---------- Excerpt
Title: Bucking the Sarge
Author: Christopher Paul Curtis
Publication Info: New York: Wendy Lamb Books, 2004
Age Groups: 13+
Topics: high school, friendship, responsibility, fraud, parent/child relations
Summary: “Deeply involved in his cold and manipulative mother’s shady business dealings in Flint, Michigan, fourteen-year-old Luther keeps a sense of humor while running the Happy Neighbor Group Home for Men, all the while dreaming of going to college and becoming a philosopher.” Library of Congress Cataloging-in-Publication Data
Booktalk: So. You’re 13. Your mama tells you to put on your suit and tie, that you’re going to get a driver’s license so you can drive the Group Home Bus, which, by the way, you know cost more than $80,000. You’d been driving it for a couple of months already and were getting pretty good at it. Cool right? Luther though so too—at first. But there has to be a catch, right? What about having to be 18 to get a license legally? Why go to the office at 8 p.m., when the office is usually closed by then? Would you be a bit uncomfortable if your mama insisted that all you needed was a new birth certificate to confirm your new age? Luther was uncomfortable, and his mama, (whom Luther refers to as “Sarge”, tells him the “first shoe of Sargeism”:
“If it makes you more comfortable why don’t you look at it like t his, do you have any idea what a difficult period of time the ages of fourteen through seventeen are for most boys? Consider yourself lucky, you’ll be zipping right from thirteen years old to eighteen years old, you will officially miss the majority of the turmoil of adolescence and the incumbent nastiness that it inevitably brings.” (Pg. 66)
--------------------
Given task 1
Translate this sentence from the Bucking the Sarge page into Spanish: "You'd been driving it for a couple of months already and were getting pretty good at it."
---------- Information shown
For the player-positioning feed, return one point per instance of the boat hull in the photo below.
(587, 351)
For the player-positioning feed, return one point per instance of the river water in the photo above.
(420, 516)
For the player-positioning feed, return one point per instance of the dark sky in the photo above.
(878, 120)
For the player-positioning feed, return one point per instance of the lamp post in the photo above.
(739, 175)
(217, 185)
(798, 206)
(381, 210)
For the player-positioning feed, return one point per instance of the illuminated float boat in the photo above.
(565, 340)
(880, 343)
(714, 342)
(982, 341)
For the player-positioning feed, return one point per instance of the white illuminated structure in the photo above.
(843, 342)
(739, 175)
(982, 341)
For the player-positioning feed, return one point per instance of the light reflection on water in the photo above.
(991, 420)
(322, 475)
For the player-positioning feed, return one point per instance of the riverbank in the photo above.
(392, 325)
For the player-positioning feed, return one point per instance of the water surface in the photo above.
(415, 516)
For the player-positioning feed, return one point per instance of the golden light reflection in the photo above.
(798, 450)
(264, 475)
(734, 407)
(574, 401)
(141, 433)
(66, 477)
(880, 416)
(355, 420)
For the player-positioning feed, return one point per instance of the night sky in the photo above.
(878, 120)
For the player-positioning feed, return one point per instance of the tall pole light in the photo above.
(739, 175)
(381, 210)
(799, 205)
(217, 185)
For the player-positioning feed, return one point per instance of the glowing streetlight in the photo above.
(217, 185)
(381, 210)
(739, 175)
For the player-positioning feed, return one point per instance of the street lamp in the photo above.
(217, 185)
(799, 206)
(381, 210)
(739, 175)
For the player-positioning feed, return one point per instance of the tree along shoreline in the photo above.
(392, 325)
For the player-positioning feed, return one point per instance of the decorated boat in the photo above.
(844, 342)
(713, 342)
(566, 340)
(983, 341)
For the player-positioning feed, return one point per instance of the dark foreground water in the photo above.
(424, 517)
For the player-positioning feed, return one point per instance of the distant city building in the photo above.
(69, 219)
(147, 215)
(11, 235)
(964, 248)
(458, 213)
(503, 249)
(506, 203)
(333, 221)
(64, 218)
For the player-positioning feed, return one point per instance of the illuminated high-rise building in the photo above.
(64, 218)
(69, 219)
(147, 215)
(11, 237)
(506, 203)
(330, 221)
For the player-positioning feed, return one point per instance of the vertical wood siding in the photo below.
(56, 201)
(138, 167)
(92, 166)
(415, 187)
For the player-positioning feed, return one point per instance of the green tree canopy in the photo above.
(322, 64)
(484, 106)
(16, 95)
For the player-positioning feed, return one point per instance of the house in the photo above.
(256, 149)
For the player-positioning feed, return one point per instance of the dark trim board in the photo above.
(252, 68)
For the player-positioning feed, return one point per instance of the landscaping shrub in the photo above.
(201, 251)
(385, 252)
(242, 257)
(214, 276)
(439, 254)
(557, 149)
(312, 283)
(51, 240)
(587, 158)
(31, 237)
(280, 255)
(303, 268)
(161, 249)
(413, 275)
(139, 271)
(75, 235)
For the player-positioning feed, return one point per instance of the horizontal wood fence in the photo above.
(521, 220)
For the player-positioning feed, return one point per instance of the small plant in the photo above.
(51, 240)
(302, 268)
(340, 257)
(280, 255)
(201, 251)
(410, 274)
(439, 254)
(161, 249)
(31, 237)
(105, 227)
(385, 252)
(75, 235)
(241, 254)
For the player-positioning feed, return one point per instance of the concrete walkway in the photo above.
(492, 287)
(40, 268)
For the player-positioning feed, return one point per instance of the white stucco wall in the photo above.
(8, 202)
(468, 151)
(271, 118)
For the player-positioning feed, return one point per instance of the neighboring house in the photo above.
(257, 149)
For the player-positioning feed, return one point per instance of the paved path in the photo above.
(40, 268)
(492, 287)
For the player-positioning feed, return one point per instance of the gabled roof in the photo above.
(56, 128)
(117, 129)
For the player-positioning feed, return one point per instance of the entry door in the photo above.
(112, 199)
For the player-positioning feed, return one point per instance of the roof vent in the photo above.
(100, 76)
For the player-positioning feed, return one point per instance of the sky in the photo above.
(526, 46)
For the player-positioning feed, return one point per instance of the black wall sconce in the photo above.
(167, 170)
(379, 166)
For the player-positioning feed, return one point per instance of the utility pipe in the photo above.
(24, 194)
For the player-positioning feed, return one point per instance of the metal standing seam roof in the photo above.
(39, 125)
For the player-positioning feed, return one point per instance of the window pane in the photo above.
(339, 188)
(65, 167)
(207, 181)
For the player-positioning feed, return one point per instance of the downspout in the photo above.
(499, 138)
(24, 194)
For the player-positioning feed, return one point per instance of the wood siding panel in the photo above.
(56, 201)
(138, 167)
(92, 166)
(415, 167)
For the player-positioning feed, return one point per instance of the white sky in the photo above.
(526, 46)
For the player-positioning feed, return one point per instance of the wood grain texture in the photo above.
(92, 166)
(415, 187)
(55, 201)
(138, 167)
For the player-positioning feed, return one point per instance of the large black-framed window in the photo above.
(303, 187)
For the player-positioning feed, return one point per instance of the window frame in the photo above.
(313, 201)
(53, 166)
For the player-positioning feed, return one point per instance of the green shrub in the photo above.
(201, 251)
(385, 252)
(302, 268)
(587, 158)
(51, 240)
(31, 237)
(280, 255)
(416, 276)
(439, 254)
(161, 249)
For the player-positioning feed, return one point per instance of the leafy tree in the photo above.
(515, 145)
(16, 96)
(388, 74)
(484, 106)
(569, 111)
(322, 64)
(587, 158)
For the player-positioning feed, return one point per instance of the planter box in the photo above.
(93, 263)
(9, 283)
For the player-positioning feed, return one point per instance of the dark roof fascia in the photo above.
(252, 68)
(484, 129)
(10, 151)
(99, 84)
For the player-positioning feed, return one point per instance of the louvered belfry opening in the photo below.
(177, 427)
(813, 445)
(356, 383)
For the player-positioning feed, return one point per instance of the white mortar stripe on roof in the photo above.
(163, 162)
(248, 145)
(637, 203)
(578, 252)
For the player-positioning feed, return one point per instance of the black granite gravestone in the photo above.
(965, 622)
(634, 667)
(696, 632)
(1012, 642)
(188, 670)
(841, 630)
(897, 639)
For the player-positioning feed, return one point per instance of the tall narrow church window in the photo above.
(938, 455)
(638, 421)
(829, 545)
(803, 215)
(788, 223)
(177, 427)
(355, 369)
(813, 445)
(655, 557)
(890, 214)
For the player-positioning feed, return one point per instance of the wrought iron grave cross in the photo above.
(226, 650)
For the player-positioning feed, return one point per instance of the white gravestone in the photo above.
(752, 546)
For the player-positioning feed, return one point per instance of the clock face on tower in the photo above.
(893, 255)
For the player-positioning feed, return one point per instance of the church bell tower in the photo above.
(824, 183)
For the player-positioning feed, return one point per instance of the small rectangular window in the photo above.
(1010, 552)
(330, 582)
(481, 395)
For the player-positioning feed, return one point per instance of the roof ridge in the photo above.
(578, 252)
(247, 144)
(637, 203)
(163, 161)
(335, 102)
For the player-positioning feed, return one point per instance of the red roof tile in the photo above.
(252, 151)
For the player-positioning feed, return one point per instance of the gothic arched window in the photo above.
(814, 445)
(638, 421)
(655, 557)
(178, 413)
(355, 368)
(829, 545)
--------------------
Given task 2
Please locate each line in the listing that contains the word "wall" and copy those lines. Case counts.

Correct result 1
Ya llevabas un par de meses conduciéndolo y te estaba saliendo bastante bien.

Correct result 2
For the player-positioning feed, return one point per instance of the white stucco wall in the photo above.
For the player-positioning feed, return one point per instance of the black wall sconce in the photo above.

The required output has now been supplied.